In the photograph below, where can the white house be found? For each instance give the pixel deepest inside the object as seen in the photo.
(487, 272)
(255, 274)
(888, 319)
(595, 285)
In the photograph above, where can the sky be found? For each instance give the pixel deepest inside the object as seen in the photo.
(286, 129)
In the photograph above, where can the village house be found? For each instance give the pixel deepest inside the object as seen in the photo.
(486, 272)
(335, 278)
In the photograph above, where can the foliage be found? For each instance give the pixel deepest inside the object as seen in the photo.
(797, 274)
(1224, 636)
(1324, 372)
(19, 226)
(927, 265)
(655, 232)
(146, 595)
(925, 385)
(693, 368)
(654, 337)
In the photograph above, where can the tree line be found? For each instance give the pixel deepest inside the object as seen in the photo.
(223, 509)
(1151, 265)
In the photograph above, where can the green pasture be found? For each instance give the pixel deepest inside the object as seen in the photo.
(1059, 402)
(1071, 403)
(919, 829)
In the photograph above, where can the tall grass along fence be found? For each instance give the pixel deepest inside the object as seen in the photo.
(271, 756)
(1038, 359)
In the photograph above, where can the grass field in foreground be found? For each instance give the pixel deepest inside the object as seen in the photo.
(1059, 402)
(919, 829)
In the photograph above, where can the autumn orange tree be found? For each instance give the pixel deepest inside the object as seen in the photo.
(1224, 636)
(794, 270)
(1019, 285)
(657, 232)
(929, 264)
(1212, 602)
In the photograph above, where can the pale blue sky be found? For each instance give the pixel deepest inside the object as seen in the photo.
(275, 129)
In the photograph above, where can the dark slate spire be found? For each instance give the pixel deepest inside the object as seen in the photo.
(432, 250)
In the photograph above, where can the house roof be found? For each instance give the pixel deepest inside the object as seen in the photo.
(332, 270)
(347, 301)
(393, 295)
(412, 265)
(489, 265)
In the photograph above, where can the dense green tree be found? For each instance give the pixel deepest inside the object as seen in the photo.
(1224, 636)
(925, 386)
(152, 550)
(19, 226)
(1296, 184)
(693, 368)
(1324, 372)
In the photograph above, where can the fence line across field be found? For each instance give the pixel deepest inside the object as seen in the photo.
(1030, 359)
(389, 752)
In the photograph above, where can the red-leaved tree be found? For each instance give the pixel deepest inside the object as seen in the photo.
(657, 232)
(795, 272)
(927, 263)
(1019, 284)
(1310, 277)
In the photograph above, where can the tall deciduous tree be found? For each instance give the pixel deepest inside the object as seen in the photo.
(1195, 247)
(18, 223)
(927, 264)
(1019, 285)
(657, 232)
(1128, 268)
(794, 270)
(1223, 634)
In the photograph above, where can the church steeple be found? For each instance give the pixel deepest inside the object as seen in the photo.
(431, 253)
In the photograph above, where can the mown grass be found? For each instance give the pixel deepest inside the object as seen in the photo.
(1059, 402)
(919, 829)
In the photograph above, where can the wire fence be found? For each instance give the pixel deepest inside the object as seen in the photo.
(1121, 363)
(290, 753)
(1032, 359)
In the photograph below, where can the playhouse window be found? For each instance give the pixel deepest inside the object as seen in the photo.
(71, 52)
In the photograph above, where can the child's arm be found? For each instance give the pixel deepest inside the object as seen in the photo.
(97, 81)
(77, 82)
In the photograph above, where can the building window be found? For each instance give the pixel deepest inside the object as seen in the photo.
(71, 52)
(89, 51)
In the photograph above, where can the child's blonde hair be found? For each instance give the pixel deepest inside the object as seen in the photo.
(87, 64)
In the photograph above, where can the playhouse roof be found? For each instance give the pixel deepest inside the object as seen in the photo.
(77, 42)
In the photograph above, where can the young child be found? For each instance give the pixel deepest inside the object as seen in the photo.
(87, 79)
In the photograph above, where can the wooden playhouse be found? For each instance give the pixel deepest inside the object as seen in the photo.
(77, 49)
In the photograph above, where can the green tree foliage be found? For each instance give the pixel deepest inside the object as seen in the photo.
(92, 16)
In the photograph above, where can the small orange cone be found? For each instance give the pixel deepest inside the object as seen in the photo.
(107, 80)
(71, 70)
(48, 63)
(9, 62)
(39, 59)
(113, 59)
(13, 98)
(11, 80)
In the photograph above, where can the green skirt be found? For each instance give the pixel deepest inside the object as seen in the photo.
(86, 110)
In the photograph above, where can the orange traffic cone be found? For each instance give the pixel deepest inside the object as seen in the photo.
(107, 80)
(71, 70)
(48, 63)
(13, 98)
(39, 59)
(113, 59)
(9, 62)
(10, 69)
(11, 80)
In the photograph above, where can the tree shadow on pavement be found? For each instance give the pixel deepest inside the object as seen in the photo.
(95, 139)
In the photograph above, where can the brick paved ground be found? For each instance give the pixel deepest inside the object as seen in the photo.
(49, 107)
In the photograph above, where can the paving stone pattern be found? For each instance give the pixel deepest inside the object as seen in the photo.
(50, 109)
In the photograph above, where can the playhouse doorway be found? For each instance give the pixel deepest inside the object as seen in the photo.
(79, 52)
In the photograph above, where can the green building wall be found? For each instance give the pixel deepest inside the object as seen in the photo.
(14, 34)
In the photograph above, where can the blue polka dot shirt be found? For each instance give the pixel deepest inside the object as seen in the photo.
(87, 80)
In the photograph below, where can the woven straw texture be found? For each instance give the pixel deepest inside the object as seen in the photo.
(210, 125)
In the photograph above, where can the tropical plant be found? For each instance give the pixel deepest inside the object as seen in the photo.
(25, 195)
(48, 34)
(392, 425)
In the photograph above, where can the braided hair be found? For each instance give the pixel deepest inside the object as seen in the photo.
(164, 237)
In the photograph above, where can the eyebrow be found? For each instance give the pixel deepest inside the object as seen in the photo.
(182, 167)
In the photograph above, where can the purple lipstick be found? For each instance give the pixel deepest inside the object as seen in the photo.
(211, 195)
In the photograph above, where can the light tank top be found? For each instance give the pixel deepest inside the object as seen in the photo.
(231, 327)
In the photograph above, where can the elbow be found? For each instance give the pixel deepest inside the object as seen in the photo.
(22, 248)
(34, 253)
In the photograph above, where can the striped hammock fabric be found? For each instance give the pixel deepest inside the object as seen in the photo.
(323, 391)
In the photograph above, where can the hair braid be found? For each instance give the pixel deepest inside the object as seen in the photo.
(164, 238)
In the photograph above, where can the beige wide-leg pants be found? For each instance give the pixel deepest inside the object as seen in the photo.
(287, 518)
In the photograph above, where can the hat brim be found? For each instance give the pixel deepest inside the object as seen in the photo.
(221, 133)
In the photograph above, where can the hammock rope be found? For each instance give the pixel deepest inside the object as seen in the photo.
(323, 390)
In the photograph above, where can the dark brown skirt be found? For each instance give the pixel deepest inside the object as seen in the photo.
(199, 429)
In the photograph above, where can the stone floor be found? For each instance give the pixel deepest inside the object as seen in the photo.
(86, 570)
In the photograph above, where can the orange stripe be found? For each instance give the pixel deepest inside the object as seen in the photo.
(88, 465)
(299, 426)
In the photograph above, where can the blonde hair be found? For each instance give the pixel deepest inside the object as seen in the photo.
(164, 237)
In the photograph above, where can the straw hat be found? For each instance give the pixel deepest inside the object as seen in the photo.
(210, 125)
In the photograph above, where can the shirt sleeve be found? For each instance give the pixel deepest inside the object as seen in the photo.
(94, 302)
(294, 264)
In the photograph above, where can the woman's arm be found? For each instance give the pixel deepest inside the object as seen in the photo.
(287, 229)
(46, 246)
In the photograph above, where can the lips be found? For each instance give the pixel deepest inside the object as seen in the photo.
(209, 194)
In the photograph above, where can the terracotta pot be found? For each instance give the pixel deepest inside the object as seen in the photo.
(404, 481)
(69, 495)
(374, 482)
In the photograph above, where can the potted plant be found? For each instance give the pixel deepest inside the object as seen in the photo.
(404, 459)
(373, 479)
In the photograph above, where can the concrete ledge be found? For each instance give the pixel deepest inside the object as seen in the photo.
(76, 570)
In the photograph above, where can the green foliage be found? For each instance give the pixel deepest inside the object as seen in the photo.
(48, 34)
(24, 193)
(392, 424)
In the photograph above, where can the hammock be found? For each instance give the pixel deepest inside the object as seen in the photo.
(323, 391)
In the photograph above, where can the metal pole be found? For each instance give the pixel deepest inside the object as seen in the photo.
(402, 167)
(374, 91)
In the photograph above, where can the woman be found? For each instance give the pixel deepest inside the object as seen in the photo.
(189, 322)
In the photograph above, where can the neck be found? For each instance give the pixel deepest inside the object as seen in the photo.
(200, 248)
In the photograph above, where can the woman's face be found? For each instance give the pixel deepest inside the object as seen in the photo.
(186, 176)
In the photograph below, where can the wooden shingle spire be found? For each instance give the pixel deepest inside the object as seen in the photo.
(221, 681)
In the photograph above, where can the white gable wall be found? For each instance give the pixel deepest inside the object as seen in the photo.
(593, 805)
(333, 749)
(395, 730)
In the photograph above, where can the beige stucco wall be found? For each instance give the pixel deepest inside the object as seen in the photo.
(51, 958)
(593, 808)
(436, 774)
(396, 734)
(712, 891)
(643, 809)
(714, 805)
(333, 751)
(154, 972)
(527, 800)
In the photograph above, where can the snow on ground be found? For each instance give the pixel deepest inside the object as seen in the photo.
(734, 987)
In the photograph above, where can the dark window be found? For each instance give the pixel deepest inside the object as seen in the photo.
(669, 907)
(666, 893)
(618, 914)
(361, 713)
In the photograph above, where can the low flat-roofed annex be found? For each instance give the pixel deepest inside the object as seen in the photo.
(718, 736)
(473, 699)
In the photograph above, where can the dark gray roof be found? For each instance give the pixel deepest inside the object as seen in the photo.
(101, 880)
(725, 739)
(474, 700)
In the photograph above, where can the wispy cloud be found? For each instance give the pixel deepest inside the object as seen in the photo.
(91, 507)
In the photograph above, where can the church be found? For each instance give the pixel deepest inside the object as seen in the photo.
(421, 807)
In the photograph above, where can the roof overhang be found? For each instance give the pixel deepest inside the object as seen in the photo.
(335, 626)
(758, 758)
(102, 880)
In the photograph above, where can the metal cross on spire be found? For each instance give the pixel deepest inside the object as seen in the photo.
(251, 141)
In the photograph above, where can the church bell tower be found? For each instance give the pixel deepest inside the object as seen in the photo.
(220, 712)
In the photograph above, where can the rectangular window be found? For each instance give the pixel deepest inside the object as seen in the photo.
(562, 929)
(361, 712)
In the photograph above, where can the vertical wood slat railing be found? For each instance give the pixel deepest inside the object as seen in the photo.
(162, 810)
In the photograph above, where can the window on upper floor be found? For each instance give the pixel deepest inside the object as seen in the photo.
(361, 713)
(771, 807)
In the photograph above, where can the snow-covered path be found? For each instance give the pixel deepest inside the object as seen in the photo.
□ □ □
• Exercise aim
Recast the lines from the one containing "In the photograph above, where can the wire" through the one containing "(1032, 359)" as a Markdown table with the columns Row and Text. Number each line in Row and skip any blank lines.

• Exercise result
| Row | Text |
|---|---|
| 1 | In the photograph above, where can the wire fence be found? For each instance give the pixel deepest inside the object as seen in the photo. |
| 2 | (1121, 363) |
| 3 | (290, 753) |
| 4 | (1032, 359) |